*Stated exercise*
Please pull out every line of the rows below that contains the string "post". Case counts.

*Data section*
^^^^^^^^^^^^^^^^
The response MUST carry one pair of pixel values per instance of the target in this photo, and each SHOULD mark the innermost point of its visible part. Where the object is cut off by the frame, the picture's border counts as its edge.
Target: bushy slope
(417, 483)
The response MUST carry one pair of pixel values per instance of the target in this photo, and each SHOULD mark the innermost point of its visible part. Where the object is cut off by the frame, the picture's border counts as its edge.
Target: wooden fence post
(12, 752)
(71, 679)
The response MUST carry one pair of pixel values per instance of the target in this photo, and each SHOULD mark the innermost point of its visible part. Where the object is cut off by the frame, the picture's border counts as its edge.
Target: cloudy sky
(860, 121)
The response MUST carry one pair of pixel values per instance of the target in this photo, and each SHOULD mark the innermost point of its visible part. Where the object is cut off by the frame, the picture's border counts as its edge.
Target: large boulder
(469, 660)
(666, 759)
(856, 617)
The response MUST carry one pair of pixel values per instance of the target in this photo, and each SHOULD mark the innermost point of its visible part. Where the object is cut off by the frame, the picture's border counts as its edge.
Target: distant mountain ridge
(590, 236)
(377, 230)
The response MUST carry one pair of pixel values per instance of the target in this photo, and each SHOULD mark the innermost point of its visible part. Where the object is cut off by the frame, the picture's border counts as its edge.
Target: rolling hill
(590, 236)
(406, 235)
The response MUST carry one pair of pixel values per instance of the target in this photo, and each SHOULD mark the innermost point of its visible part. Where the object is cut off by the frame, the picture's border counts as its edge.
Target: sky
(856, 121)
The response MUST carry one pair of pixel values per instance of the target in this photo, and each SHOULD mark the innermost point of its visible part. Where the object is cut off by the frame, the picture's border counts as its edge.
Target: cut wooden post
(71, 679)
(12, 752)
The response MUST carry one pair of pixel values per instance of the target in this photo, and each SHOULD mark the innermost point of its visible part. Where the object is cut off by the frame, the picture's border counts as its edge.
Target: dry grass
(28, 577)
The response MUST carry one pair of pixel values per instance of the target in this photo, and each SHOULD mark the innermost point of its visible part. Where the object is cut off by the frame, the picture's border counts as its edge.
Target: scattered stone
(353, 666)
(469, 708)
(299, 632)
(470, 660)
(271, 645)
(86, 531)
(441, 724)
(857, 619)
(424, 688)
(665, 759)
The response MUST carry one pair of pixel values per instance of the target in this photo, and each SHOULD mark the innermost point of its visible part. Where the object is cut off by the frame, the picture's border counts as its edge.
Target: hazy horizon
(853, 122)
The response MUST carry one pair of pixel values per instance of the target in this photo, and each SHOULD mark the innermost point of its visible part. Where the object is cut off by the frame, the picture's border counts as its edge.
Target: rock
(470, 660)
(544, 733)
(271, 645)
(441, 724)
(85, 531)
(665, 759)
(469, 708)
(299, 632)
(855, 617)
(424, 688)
^^^^^^^^^^^^^^^^
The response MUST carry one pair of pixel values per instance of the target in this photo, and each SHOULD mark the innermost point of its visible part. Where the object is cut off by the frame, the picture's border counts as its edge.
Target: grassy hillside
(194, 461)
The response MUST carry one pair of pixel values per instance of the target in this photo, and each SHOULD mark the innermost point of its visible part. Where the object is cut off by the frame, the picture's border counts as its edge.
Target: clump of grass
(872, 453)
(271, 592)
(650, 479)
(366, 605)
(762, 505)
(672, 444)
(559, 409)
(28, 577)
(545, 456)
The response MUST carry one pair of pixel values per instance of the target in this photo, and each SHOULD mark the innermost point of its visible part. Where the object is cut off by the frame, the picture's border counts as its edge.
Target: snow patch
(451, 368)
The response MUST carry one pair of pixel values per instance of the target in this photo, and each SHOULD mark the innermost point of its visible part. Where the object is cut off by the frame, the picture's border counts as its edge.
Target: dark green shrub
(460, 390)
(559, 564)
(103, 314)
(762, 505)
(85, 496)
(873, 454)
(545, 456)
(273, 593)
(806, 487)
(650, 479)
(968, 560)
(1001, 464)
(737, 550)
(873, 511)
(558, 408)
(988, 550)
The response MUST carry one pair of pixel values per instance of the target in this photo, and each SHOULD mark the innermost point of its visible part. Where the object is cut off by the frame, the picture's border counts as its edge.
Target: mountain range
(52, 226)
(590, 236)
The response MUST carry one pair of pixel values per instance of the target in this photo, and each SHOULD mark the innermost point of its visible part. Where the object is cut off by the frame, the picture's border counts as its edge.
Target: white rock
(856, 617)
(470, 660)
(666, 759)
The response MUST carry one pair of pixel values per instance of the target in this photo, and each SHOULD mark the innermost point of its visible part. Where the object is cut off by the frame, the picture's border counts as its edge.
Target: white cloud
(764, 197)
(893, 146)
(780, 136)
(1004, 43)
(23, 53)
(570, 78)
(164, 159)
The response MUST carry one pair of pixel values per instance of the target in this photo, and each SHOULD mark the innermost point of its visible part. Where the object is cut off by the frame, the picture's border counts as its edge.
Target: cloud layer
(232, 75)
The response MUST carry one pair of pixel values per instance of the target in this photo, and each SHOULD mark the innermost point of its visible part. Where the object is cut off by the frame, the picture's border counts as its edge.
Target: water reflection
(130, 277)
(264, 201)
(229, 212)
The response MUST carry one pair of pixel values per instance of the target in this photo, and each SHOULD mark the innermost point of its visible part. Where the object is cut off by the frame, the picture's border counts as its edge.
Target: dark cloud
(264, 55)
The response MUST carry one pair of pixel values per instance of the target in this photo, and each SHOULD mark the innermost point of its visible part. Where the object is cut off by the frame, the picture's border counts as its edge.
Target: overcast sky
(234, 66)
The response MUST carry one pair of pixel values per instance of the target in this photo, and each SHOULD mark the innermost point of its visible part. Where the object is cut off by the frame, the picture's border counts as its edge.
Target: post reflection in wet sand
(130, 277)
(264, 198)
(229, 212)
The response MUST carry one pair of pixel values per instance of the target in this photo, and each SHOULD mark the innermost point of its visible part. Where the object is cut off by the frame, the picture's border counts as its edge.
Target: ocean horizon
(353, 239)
^^^^^^^^^^^^^^^^
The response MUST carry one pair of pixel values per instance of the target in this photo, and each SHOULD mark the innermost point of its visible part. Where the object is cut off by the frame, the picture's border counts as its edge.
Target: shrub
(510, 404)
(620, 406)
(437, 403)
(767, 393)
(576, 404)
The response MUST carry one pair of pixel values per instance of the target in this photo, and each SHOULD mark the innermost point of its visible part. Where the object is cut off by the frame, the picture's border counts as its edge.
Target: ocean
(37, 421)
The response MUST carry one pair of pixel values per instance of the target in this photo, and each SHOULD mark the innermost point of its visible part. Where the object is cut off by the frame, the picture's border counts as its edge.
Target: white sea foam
^^^^^^^^^^^^^^^^
*Answer below*
Target: wooden fence post
Target: cut wooden post
Target: post reflection in wet sand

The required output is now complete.